Exercise objective — Word for word, transcribe the lines below and drop the pictures.

Start Records provided

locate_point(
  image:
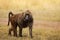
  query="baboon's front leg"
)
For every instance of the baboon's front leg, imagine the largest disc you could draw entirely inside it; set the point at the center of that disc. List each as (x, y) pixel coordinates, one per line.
(30, 31)
(10, 31)
(15, 31)
(20, 32)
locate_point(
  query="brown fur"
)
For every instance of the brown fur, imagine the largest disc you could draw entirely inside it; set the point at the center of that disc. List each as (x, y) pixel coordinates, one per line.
(20, 21)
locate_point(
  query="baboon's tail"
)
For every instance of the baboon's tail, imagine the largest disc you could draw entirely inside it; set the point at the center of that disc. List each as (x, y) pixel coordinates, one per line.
(10, 14)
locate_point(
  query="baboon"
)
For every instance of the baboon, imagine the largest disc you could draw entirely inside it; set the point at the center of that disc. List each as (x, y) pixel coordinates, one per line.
(22, 20)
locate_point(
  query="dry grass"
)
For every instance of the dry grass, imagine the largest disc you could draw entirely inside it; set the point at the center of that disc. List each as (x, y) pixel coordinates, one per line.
(38, 34)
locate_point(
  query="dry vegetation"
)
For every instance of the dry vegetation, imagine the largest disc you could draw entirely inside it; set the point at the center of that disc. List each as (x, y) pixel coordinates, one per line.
(46, 15)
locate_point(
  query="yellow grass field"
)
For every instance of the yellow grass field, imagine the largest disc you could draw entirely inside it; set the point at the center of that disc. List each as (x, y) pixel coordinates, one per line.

End Records provided

Exercise solution —
locate_point(
  image:
  query="baboon's front leg"
)
For every instance of the baboon's front leg, imagine the largest disc you could draw entirely inside it; set the point at the center of that disc. List each as (x, y) pixel coordinates, one per line.
(30, 31)
(10, 31)
(15, 31)
(20, 32)
locate_point(
  query="brown fur"
)
For every instance of the brown fur, imagine the largest disc you could draw entirely inside it; set the point at the center of that disc. List each as (x, y) pixel coordinates, one per line.
(20, 21)
locate_point(
  query="baboon's tail"
)
For every instance of the baboon's tail, imagine the largest disc you could draw entirely inside it; set the point at the center of that disc. List each as (x, y) pixel coordinates, one per line.
(10, 14)
locate_point(
  query="baboon"
)
For every instance of the baboon, imagine the largest disc you could draw entirely inside it; set the point at the center of that disc. List each as (x, y) pixel coordinates, one per line.
(22, 20)
locate_point(
  query="dry grass"
)
For every instance of the dry grass, imagine the largest disc you could draw entirely inside it; set the point at the center of that disc. List each as (x, y) pixel coordinates, one per line.
(38, 34)
locate_point(
  query="dry vegetation"
)
For every instance of the dry vegetation, imagine the largest disc you could draw entirely inside it; set the point at the center of that disc. List each as (x, y) pixel coordinates, one per line.
(46, 15)
locate_point(
  query="yellow grass field"
)
For every instance of the yellow grass field, imagine the largest disc you could draw entirely inside it; set the point at the center of that disc. List each as (x, y) pixel coordinates, one per line.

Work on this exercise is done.